In the article about Emily Younger, copy word for word the stretch from "On Jan. 14, a" through "according to authorities.".

### Text for analysis
§ §

Hays High grad provides coverage of school shooting in N.M.
By ELIZABETH GOLDEN
Emily Younger, a 2009 Hays High School graduate, is finding success in New Mexico following the Roswell middle school shooting.
Younger has been employed by KRQE News 13 in Albuquerque as a Roswell bureau reporter since June.
On Jan. 14, a 12-year-old opened fire in the gym of Berrendo Middle School in Roswell, injuring two students. Kendal Sanders, 13, received minor injuries when she was hit in the arm. Nathanial Tavarez, 12, still is in the hospital having received serious face and head injuries. The shooter remains in a psychiatric hospital, according to authorities.
"I'm the only worker in Roswell," Younger said. "I went into work. It was any normal day. I went in around 8 in the morning, and my phone started frantically ringing."
The Public Information Officer with the Roswell police department told her there had been a shooting at the school.
"So immediately I grabbed all my things," Younger said. "I'm a one-man band, so I grabbed my camera, tripod, anything I could think of and went straight to the school where it had happened."
Younger said she was the first media on scene.
"I was probably feeling what a lot of the parents were feeling," she said. "I was in shock, thinking, 'Is this really happening,' then journalism mode just kind of kicked in, and I started doing my job."
Parents were notified to pick up their children at the nearby mall. Police and medical personnel, along with a few "frantic" parents, were the only ones still at the school. Younger started filming.
"I called the station and told them this is not a joke," she said. "I asked for them to send some backup. They said, 'Don't worry about getting information, get reactions, then go to the mall.' So that's exactly what I did."
The news station then sent down the helicopter so she could go live at noon.
More than a week later, Younger still is covering the shooting.
"I just did a story talking to one of the victim's parents," she said. "I think you just know when you get into journalism that you're going to be faced with difficult situations. You have to go into it like, I want to make a difference. I want to tell your story, but you have to be human, too. You can't just be spitting out questions because the person isn't going to feel connected to you or feel like you want to tell their story."
Growing up in Hays, Younger said she always wanted to be a broadcast journalist.
"Ever since I went to O'Loughlin Elementary School, I knew," she said. "As young kids, we got to read the list of lost and found items and say the lunch menu before school. I thought, 'Hey, this is pretty cool.' And as I grew up, I started thinking that journalists really do get to make a difference in people's lives."
After leaving Hays High, she majored in broadcasting at the University of Nebraska-Lincoln. She graduated in May 2013.
"I started applying everywhere around February," Younger said. "The Albuquerque station flew me out for an interview, and I took the job before I even graduated. I was thrilled."
She said the station's market was a key factor in accepting the job.
"It was a top-50 market," she said. "Not many kids right out of college get to work for a station that big. It was really out of my comfort zone, but I thought I'm young, so I might as well."
In the future, Younger said she hopes to move up to the Albuquerque bureau and eventually move back to the Midwest, particularly Kansas City, Mo.
"I don't know what my dream is," she said. "It changes every day. I'm just taking it one day at a time, especially with all these crazy stories."

§ §

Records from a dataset
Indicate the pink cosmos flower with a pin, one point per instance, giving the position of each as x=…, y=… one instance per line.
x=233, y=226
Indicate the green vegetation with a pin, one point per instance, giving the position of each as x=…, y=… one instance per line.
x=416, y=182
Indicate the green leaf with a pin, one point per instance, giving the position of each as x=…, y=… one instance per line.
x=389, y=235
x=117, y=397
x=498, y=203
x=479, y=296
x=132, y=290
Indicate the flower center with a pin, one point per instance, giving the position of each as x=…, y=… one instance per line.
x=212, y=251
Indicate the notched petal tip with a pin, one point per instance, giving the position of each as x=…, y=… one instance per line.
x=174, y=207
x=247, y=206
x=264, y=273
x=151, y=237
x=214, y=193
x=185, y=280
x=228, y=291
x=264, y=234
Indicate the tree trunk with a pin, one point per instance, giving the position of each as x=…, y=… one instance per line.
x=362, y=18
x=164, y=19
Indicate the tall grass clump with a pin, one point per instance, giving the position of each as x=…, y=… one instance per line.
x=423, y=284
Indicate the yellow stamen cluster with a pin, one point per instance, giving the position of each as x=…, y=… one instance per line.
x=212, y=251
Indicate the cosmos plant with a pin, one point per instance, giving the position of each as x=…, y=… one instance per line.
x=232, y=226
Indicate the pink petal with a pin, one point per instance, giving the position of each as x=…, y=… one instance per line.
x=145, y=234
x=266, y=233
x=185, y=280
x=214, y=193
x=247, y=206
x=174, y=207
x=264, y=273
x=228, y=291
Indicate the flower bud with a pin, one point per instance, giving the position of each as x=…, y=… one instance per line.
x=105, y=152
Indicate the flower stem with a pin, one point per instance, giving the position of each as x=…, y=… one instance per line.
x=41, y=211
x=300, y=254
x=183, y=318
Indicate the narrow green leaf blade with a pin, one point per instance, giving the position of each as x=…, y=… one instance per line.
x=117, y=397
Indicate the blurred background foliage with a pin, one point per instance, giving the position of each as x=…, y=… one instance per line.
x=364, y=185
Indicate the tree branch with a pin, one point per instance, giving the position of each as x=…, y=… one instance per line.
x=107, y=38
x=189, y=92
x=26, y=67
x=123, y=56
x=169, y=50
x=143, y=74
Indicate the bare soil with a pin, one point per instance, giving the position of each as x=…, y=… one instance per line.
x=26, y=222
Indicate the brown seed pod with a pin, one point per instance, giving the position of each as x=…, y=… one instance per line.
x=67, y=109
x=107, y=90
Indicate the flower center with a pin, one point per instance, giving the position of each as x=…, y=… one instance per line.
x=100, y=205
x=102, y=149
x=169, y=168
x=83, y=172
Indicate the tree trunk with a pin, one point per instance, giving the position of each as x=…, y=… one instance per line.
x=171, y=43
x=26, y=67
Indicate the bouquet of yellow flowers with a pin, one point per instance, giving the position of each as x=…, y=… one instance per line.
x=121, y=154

§ §

### Solution for this problem
On Jan. 14, a 12-year-old opened fire in the gym of Berrendo Middle School in Roswell, injuring two students. Kendal Sanders, 13, received minor injuries when she was hit in the arm. Nathanial Tavarez, 12, still is in the hospital having received serious face and head injuries. The shooter remains in a psychiatric hospital, according to authorities.